● To be done: Write each line out exactly, leaving none out.

[Location identification entries]

■ ■ ■ ■

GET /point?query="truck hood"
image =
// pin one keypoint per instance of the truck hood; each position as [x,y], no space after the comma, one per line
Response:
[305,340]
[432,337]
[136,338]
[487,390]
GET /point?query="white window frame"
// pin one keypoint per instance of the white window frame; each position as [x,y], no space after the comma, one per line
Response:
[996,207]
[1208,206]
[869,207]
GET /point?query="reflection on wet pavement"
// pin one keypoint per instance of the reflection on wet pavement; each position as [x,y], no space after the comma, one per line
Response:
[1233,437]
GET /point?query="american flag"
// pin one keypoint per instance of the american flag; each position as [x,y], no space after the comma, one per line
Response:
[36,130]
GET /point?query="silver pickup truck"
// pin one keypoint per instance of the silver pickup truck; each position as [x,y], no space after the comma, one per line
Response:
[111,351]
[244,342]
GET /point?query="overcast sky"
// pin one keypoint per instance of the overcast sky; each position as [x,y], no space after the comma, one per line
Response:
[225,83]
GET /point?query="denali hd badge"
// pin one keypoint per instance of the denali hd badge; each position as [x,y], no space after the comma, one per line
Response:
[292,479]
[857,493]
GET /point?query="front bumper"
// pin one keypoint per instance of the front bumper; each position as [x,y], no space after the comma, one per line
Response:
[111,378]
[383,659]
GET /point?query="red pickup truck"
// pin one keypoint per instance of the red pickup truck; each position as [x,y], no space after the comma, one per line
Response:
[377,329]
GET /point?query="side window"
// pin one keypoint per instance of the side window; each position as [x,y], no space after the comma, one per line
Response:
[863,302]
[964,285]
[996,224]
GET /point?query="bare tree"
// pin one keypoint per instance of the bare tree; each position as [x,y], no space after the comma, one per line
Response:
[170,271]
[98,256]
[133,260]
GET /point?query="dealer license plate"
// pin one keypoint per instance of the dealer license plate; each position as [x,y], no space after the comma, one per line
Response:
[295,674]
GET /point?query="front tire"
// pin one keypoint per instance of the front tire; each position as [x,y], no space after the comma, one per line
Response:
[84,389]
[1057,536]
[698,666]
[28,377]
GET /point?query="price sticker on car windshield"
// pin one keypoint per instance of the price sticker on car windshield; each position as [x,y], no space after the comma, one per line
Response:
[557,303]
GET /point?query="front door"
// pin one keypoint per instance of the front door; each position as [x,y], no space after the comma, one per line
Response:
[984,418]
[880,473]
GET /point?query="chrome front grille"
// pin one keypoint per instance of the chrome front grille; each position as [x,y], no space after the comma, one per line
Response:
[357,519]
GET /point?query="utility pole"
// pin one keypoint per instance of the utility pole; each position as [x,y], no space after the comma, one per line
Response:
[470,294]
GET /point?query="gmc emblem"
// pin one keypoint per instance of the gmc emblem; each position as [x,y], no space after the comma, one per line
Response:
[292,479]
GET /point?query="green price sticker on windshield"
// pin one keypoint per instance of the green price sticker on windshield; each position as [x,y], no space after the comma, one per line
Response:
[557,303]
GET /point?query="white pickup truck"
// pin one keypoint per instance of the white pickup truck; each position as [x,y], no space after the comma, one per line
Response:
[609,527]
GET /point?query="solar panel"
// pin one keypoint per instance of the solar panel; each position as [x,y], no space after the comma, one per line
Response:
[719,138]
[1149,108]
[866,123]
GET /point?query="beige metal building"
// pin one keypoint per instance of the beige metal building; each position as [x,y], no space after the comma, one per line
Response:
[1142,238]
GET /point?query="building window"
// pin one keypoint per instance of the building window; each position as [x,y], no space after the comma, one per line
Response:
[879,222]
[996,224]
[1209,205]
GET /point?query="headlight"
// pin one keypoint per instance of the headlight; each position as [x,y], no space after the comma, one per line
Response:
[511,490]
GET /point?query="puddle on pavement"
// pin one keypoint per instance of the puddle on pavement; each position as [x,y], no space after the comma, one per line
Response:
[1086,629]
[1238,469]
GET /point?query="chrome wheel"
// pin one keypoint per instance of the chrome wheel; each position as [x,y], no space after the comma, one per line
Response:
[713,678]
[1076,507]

■ ■ ■ ■

● Final result:
GET /point?query="truck hood"
image =
// pin one keypoint per instance of the truck hood; each position as [x,y], no space after the comma, one per line
Response:
[305,340]
[432,337]
[136,338]
[487,390]
GET /point?query="white window frame"
// pin one keypoint per instance of the white window frame; each position as [x,y], no space after the comma, one per line
Response:
[996,207]
[1208,206]
[869,207]
GET /point?query="reflection on wet pavement"
// pin one keypoint per instance of the reflection on wet pavement; each position as [x,y], no space after the comma, one per line
Response:
[1233,437]
GET /point?query="american flag"
// pin one keypoint per instance of the american flag; each position as [x,y], no space after the comma, one per line
Response:
[36,130]
GET /point?query="silver pickup truck"
// pin one keypoint per instance of the silver pickup truck; each position as [x,y], no space after the comma, one per line
Response:
[111,351]
[244,342]
GET /point?query="overcast sky"
// pin one keypoint per instance of the overcast sky; each position as [x,y], no space after the comma, one per line
Response:
[225,83]
GET /point?query="denali hd badge"
// pin one keypoint per instance of the denali hd badge; each position as [x,y], no space after the comma, one per line
Response:
[292,479]
[857,493]
GET /point?query="front bumper"
// pin one keypoint per instance of the front bumper; each position as [x,y], no space after the comma, one per line
Response:
[111,378]
[383,659]
GET /point?query="red pickup truck"
// pin one keypoint per instance of the red pickup truck; each position as [x,y], no space after the comma, one per line
Response:
[377,329]
GET /point?query="side window"
// pin one keypoint per instance of the side window; each position as [x,y], no space after the comma, one per line
Response:
[863,302]
[964,285]
[996,224]
GET /point?query="bare tree"
// pin one keypoint per instance of the bare tree; each position as [x,y], no space after the comma, one per line
Response:
[170,271]
[98,256]
[133,260]
GET /point?query="dealer license plate"
// pin one keypoint per instance of the dealer license plate; each position as [x,y], no space after the comma, one per line
Response:
[295,674]
GET /point?query="front tire"
// pin one keypoint per instance of the front tire; each position as [x,y], no space after the comma, one per line
Response:
[84,389]
[1057,536]
[698,666]
[28,377]
GET /point?query="price sticker on car windshield"
// pin one keypoint per instance of the price sticker on car windshield; each position as [x,y], no space after the comma, one per line
Response:
[557,303]
GET /point?query="front door"
// pin one keypoint per instance of the front door; each position as [x,y], no space after the comma, one per line
Response:
[984,418]
[880,473]
GET /point?query="chrome front grille"
// pin one keypoint per instance of the chrome front grille; each position as [x,y], no space after the comma, one per line
Response:
[357,519]
GET /point?query="utility pole"
// pin one keypoint per instance of the utility pole; each position as [x,y], no space after the comma, one per line
Response:
[470,294]
GET /point?query="gmc emblem"
// pin one keypoint per instance of the gmc emblem; each position as [x,y], no space after the comma, one per line
Response:
[292,479]
GET /point?query="green price sticker on windshield"
// pin one keypoint per instance of the green price sticker on windshield; each position as [x,y], no space after the comma, one per line
Response:
[557,303]
GET /point?query="white pickup truck"
// pin one keypoint per instance of the white pickup truck; each position as [x,y], no space after the comma, one per line
Response:
[609,527]
GET /point?query="solar panel"
// pin one keypoint per instance of the solar panel; each position as [x,y], no space after the comma, one per line
Response:
[719,138]
[1149,108]
[866,123]
GET /point?query="beige metal building"
// pin one keypoint per instance of the beige metal building; each position as [x,y], no space after the comma, one per line
Response:
[1142,238]
GET /point?query="building window"
// pin one keypoint per instance of the building window; each position as [x,y], no space after the comma, one per line
Response:
[879,222]
[996,224]
[1209,205]
GET /point?query="headlight"
// pin one keypoint per instance of the headlight; each position as [x,y], no space after the comma, one per line
Response:
[511,490]
GET /point?query="puddle on pavement"
// pin one keypoint per instance of the puddle on pavement; each position as [x,y], no space after the comma, one per line
Response:
[1086,629]
[1238,469]
GET /point?query="chrome wheel"
// pin one keypoint per instance of the chrome wheel; each position as [x,y], no space after the comma, one per line
Response:
[713,678]
[1076,507]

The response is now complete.